====== DATA SUPPLIED ======

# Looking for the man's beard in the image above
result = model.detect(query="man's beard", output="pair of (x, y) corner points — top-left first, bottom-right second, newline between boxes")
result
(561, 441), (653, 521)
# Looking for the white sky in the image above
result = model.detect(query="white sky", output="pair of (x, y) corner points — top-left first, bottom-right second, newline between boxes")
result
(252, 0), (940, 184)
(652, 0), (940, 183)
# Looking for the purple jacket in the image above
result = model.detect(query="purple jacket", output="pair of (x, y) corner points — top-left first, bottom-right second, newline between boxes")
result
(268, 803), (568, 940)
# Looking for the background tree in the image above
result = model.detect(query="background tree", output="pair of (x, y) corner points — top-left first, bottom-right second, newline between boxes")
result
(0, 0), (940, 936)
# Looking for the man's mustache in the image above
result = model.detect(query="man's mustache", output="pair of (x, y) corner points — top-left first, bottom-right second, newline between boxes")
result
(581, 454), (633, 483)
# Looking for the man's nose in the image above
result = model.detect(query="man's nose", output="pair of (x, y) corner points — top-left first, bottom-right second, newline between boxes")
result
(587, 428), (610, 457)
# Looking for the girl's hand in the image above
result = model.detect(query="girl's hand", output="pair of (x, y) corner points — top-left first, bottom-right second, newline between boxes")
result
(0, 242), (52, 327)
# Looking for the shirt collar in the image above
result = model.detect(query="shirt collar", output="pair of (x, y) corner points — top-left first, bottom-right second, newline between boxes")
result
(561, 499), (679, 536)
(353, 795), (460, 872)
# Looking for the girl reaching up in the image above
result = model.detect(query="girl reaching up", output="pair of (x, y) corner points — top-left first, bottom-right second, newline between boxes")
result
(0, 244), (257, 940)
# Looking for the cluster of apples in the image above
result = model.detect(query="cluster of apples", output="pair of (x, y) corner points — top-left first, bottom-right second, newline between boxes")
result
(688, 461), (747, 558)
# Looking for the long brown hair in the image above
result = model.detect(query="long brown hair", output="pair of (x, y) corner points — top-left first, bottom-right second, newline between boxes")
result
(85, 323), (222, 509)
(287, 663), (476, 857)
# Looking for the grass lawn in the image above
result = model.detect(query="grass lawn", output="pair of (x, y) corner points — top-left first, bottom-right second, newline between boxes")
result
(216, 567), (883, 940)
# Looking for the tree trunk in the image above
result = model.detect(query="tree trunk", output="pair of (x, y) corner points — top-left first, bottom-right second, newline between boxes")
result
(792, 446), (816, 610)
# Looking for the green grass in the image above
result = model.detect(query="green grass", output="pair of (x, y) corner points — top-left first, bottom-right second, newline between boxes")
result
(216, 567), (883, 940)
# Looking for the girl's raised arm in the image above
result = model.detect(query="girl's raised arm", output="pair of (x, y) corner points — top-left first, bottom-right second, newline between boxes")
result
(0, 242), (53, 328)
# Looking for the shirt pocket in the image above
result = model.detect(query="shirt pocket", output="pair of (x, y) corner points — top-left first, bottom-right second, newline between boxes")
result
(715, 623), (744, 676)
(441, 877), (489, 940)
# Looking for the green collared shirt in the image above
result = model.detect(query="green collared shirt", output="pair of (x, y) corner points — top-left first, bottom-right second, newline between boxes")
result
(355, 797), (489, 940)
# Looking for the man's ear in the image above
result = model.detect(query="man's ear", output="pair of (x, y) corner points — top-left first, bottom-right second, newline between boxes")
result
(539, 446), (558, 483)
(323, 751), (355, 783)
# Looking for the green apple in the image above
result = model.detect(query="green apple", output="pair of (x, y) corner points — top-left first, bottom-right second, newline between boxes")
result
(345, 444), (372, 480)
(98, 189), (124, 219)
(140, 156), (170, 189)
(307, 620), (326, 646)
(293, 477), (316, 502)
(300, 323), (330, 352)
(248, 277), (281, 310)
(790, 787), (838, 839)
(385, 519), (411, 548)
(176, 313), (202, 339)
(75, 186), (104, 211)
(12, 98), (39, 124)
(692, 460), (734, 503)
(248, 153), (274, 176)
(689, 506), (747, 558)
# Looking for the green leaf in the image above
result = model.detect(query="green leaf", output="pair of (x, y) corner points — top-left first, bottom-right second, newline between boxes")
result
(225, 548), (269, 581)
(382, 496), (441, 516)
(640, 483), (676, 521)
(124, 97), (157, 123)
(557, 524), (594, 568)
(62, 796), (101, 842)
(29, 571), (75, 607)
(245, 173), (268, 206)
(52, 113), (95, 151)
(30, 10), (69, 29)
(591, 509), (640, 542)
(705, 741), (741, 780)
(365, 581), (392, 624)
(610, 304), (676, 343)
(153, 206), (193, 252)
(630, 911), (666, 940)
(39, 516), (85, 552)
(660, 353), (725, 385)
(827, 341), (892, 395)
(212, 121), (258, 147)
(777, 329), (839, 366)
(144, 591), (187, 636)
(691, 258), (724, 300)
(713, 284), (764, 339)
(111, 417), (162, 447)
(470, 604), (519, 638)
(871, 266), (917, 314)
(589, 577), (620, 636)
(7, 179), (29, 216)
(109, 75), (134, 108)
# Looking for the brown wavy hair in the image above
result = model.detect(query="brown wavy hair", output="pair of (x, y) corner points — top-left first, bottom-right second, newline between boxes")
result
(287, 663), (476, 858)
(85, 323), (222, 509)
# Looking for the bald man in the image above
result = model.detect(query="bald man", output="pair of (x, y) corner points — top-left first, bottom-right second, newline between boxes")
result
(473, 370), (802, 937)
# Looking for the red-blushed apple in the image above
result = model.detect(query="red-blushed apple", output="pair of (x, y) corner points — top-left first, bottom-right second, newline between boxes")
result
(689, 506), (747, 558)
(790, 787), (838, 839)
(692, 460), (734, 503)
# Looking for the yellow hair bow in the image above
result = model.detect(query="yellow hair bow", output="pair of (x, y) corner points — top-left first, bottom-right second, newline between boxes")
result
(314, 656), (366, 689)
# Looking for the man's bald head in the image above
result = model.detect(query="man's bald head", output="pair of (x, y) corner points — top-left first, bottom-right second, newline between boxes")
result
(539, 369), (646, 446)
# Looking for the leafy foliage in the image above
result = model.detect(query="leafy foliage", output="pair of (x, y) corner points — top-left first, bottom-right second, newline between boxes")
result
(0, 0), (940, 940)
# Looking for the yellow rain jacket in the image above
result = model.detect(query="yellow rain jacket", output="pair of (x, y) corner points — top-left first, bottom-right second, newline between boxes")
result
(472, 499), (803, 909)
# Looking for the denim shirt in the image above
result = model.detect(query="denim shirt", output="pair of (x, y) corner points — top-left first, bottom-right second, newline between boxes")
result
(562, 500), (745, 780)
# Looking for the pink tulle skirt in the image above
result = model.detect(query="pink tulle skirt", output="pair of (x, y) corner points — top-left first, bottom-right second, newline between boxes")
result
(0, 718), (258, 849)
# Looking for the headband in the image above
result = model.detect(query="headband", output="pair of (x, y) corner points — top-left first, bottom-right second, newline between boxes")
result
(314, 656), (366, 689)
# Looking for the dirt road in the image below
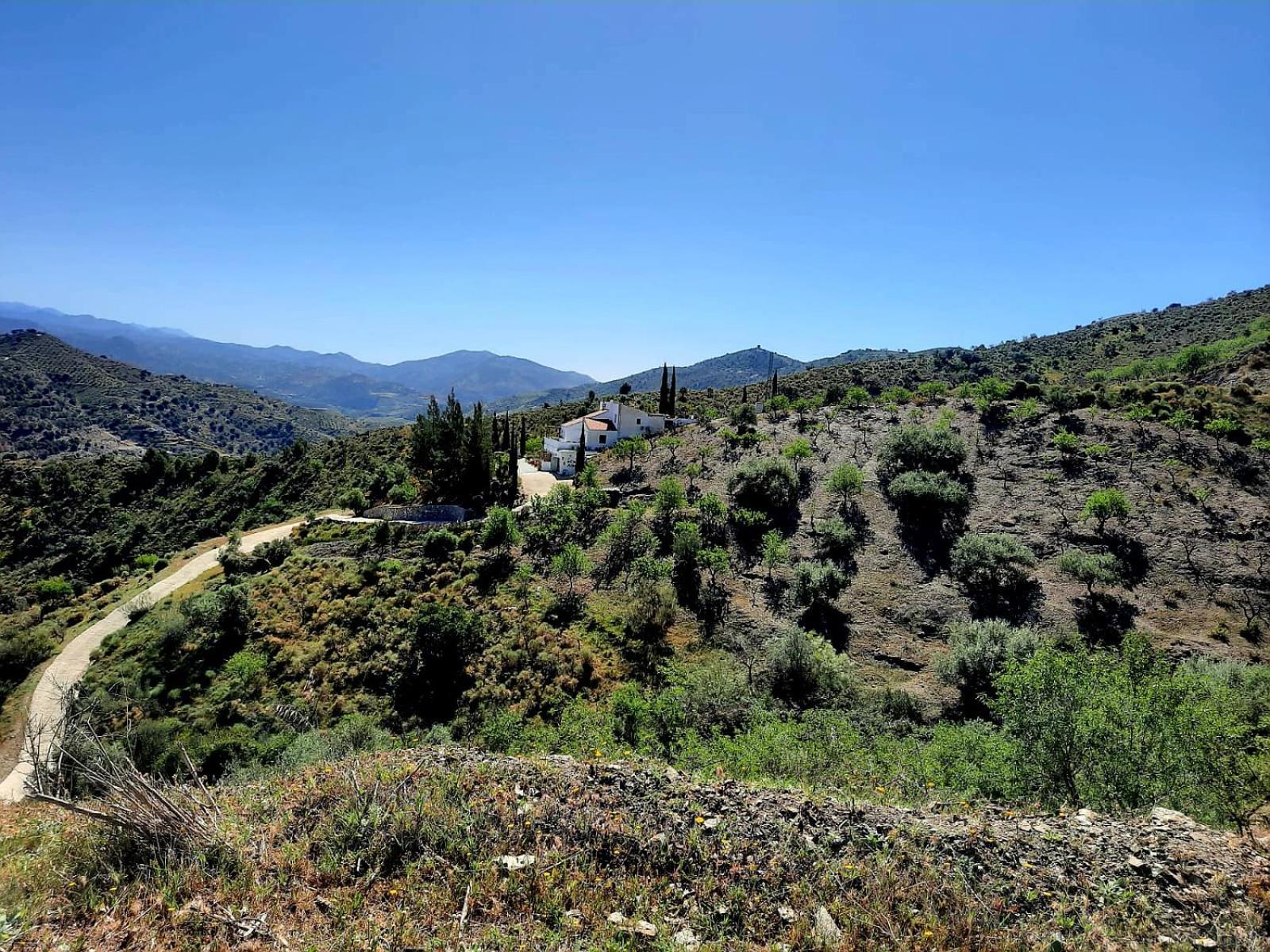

======

GOAL —
Select every line in the records above that contains the string "trunk", matching case exactly, and copy each one out.

THE REPLY —
# Looking for the tree trunk in the image above
result = model.detect(query="tree trunk", output="pair of (x, y) corner points — top-left first, bottom-right second, newline between boxes")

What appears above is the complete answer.